■ Given instruction: Convert the material below into a numbered list with one entry per line. Omit blank lines and leave the pictures out.

■ Given records:
>> Begin
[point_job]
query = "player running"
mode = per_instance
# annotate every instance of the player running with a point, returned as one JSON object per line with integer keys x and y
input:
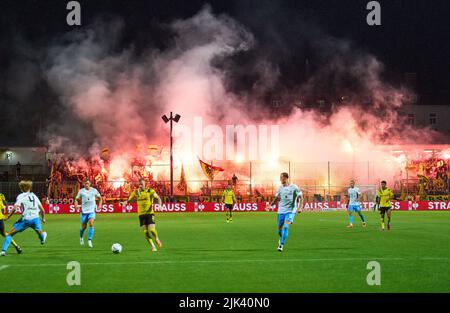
{"x": 31, "y": 207}
{"x": 144, "y": 198}
{"x": 384, "y": 197}
{"x": 88, "y": 196}
{"x": 290, "y": 200}
{"x": 229, "y": 199}
{"x": 353, "y": 204}
{"x": 2, "y": 223}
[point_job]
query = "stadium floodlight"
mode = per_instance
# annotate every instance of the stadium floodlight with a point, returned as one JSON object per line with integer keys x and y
{"x": 171, "y": 119}
{"x": 165, "y": 119}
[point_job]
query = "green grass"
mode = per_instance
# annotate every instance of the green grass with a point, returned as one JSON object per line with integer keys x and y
{"x": 202, "y": 253}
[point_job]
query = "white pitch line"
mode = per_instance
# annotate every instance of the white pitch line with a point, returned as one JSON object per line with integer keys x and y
{"x": 229, "y": 261}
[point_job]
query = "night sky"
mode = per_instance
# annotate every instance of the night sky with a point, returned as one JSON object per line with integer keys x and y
>> End
■ Response below:
1. [point_job]
2. query = "player running"
3. mode = per_instance
4. # annotate every instance of the player running with a point, returned as one JSON object per line with integer keys x and y
5. input:
6. {"x": 31, "y": 207}
7. {"x": 144, "y": 198}
8. {"x": 384, "y": 197}
9. {"x": 88, "y": 196}
10. {"x": 290, "y": 200}
11. {"x": 229, "y": 199}
12. {"x": 353, "y": 204}
13. {"x": 2, "y": 223}
14. [point_job]
15. query = "stadium floodlight"
16. mode = per_instance
17. # annotate every instance of the stadium floodlight with a point, returned as one JSON object per line with integer keys x and y
18. {"x": 171, "y": 119}
19. {"x": 165, "y": 119}
20. [point_job]
21. query = "green grass"
22. mode = per_instance
23. # annotate every instance of the green grass with a point, returned as one JSON object per line with integer keys x and y
24. {"x": 202, "y": 253}
25. [point_job]
26. query = "white pitch line"
27. mode = per_instance
28. # annotate every instance of the white pitch line with a point, returned as one JSON object per line with integer keys x and y
29. {"x": 229, "y": 261}
30. [point_job]
31. query = "night sky"
32. mode = per_instance
33. # annotate every instance of the night sky with a point, returned as one JSON object per line with integer keys x and y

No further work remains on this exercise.